AO REMINHO PELA BORDA D'ÁGUA, 8




Planeta Reboque*

António Cagica Rapaz

Quem costuma deitar um olho, mesmo distraído, à televisão já viu com certeza o anúncio do Planeta Reebok, com aqueles atletas medonhos, gigantescos, invencíveis, que pisam, esmagam, saltam, destroçam, arrasam, sem limites, sem contemplações, a doer, com pujança, arreganho, sede de vitória e destruição dos infelizes adversários.

Só há lugar para os vencedores, os poderosos, os talentosos, os melhorzinhos lá da rua, lá da cidade, lá do planeta Reebok…

Em Sesimbra vivemos noutro planeta, o planeta REBOQUE. Os romanos tinham os leões e os gladiadores no circo, os cruzados iam castigar os inimigos da fé lá para as bandas do oriente, os descobridores percorreram o mundo à procura de especiarias e sedas raras, os americanos foram à lua e nós em Sesimbra temos o espectáculo recente e palpitante dos carros a reboque. É o último grito em matéria de animação cultural. Há dais disseram-me que há três camiões rebocadores todos eles de donos diferentes. Não verifiquei a autenticidade da informação nem é fundamental saber se é bem assim. Certo é que volta e meia lá vai um a reboque por indicação oportuna da vigilante GNR sempre atenta, em cima da jogada.

E tal como o outro, ou pior ainda, também este planeta REBOQUE é medonho, implacável, sem misericórdia. Com uma pontinha de exagero dizem as más línguas que mal o turista se distrai a perguntar onde são as sentinas e já lhe estão a levar o carro. Essas mesmas línguas venenosas afiançam que os reboques esfregam as mãos que não têm a medir, nem a abanar, antes arregaçam as mangas quando é mostrado pela GNR o cartão vermelho para a operação «alça aí e leva atrás».

Sesimbra foi em tempos terra de macios costumes, poesia e mar rasinho. As saudosas armações da Greta, Burgau, Cova, Roquete, Pai Bernardo, Cozinhadouro, Remexida, tinham em comum a técnica da arte e da presença de uma barca a motor que rebocava os batéis todos, em fila indiana, direitinhos como meninos da colónia a caminho da praia.

A reboque era costume irem também as aiolas puxadas pelas barcas e esta palavra tinha até há pouco uma conotação simpática, evocando apoio, entreajuda, camaradagem. De repente, surge esta inovação com perseguição, espionagem, abordagem legal praticada por corsários modernos com o uniforme da lei e da autoridade instituída.

======

• **Objetivo**: Transcreva, do texto sobre os reboques em Sesimbra, tudo o que vai desde "AO REMINHO PELA" até "dos infelizes adversários.".

======

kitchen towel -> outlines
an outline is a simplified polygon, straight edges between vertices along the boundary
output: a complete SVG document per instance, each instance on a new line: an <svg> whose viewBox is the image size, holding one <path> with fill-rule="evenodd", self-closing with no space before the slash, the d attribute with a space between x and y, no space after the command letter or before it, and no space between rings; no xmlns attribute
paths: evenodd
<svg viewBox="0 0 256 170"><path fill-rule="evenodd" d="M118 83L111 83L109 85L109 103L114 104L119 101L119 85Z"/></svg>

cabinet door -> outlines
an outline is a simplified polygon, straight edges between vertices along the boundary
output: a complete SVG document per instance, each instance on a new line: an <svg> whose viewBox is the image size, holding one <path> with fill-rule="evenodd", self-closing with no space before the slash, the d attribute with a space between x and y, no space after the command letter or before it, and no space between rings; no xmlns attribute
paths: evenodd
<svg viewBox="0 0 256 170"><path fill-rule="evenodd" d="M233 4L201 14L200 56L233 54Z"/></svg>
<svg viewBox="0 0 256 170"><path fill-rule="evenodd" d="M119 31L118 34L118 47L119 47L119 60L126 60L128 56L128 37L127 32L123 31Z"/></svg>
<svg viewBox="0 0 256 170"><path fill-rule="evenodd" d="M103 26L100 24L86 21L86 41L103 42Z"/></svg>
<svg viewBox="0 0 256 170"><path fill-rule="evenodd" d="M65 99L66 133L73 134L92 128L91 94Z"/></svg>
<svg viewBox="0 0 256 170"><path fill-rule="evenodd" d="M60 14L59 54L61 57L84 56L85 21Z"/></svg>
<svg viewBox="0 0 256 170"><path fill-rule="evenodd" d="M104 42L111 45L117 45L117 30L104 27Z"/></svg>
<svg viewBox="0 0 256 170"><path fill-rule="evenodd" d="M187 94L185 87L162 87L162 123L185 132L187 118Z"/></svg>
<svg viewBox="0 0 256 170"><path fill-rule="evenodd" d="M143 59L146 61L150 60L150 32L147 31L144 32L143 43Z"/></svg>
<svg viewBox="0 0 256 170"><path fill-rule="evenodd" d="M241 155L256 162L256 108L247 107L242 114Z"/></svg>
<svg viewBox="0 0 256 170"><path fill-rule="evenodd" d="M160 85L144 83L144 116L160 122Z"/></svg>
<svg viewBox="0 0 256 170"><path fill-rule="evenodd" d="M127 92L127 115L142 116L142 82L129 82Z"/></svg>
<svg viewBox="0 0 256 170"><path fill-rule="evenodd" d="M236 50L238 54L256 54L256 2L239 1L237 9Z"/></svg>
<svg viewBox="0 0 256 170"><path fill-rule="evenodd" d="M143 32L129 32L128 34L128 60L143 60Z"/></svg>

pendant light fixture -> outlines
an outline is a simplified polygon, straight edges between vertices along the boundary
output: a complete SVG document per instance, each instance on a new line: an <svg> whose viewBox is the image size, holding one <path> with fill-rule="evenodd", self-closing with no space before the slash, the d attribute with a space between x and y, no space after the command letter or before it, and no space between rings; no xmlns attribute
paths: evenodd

======

• **Resultado do exercício**:
AO REMINHO PELA BORDA D'ÁGUA, 8




Planeta Reboque*

António Cagica Rapaz

Quem costuma deitar um olho, mesmo distraído, à televisão já viu com certeza o anúncio do Planeta Reebok, com aqueles atletas medonhos, gigantescos, invencíveis, que pisam, esmagam, saltam, destroçam, arrasam, sem limites, sem contemplações, a doer, com pujança, arreganho, sede de vitória e destruição dos infelizes adversários.